* EXERCISE OBJECTIVE
Locate the line that contains "Note: mark the horizontal". Reproduce it and all following lines up to the end of the material, exactly and with nothing added.

[Image object location entries]
^^^^

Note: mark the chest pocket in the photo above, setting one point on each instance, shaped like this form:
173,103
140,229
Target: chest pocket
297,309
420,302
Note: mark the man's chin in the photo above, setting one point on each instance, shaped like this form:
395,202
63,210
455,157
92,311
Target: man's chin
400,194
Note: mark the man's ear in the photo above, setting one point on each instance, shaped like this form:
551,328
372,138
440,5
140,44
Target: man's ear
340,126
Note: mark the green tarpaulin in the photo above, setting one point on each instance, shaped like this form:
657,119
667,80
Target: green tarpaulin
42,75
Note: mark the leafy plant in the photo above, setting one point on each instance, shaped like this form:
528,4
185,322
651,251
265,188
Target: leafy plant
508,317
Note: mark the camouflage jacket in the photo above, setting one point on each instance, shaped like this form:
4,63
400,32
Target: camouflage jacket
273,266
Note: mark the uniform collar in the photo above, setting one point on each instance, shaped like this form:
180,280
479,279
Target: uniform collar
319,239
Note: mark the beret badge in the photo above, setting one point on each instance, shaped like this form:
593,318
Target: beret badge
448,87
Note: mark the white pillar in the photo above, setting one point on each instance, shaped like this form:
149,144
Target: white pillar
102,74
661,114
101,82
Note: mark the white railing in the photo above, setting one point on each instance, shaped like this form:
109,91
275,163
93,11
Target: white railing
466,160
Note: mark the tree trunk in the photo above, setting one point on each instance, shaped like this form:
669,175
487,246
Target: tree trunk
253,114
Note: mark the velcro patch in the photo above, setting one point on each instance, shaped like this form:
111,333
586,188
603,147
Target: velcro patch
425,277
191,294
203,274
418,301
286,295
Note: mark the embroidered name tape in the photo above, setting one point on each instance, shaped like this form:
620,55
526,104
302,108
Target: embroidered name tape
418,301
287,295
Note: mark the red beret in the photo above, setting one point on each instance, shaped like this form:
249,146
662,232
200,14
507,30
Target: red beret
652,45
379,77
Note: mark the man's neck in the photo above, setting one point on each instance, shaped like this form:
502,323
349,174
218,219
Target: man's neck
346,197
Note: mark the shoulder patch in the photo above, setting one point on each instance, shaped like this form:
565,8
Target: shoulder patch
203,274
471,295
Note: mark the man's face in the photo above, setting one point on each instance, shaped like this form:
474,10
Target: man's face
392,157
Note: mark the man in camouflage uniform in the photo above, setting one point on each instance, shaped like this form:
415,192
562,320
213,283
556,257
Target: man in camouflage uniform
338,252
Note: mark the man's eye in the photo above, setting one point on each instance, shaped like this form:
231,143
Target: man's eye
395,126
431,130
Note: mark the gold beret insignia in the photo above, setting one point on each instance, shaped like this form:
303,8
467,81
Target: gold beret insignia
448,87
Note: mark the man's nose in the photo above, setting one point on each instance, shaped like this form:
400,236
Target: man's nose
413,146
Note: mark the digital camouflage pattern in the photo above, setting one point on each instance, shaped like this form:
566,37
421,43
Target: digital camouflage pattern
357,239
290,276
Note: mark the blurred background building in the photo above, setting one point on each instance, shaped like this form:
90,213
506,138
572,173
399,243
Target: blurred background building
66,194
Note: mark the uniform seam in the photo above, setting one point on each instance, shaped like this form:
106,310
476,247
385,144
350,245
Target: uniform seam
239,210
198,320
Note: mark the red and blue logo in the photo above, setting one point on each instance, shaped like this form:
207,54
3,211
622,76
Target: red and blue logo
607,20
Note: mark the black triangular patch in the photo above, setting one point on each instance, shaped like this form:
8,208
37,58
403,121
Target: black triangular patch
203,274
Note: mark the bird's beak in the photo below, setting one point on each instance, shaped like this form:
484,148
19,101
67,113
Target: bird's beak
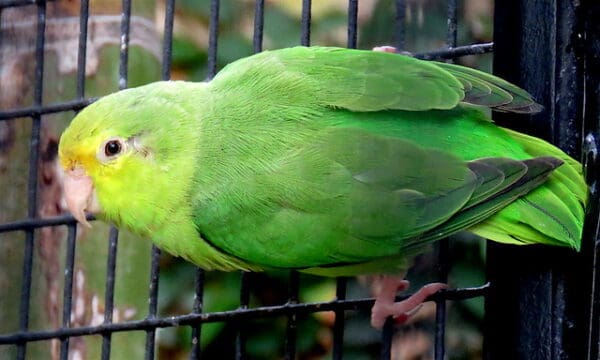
79,194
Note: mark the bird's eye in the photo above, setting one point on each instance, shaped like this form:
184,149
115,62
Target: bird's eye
112,148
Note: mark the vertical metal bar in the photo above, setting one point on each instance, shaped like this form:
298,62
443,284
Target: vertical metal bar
443,246
338,326
259,20
387,334
124,53
352,23
196,351
109,290
452,24
213,35
82,47
153,301
34,153
591,46
68,288
168,39
240,342
305,21
290,332
400,25
443,255
538,306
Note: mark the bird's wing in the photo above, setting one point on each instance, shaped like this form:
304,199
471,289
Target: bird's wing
359,80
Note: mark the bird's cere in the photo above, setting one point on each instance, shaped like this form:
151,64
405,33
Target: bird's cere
79,194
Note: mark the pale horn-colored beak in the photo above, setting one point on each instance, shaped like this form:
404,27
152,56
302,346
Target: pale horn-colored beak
79,194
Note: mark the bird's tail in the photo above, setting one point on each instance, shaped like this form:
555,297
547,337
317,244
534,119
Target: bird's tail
551,214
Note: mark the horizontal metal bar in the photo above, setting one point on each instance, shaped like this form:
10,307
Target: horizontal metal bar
15,3
195,318
46,109
450,53
29,224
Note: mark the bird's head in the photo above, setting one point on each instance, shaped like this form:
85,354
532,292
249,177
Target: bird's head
121,155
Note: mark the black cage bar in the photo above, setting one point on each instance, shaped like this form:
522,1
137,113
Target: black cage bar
540,303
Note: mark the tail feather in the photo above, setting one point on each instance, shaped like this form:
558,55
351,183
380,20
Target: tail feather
551,214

^^^^

* CORRECT ANSWER
Note: mark the horizontal metal bar in the photo above, setting one point on each instance, shaped like this form:
10,307
Target: horizontal metal bar
15,3
195,318
46,109
450,53
29,224
Note: mark the bird's head in the photo above, setting one point on each instance, shaped like this form:
85,354
532,292
249,177
Target: bird's head
121,155
Note: mark the black cage bar in the photo above, setting one point on each instance, shaped like this form:
522,1
137,113
Target: black cage bar
540,303
Note: mark the tail feather in the photo above, setting one point on each instance, shaped like this form:
558,55
351,183
380,20
Target: tail feather
551,214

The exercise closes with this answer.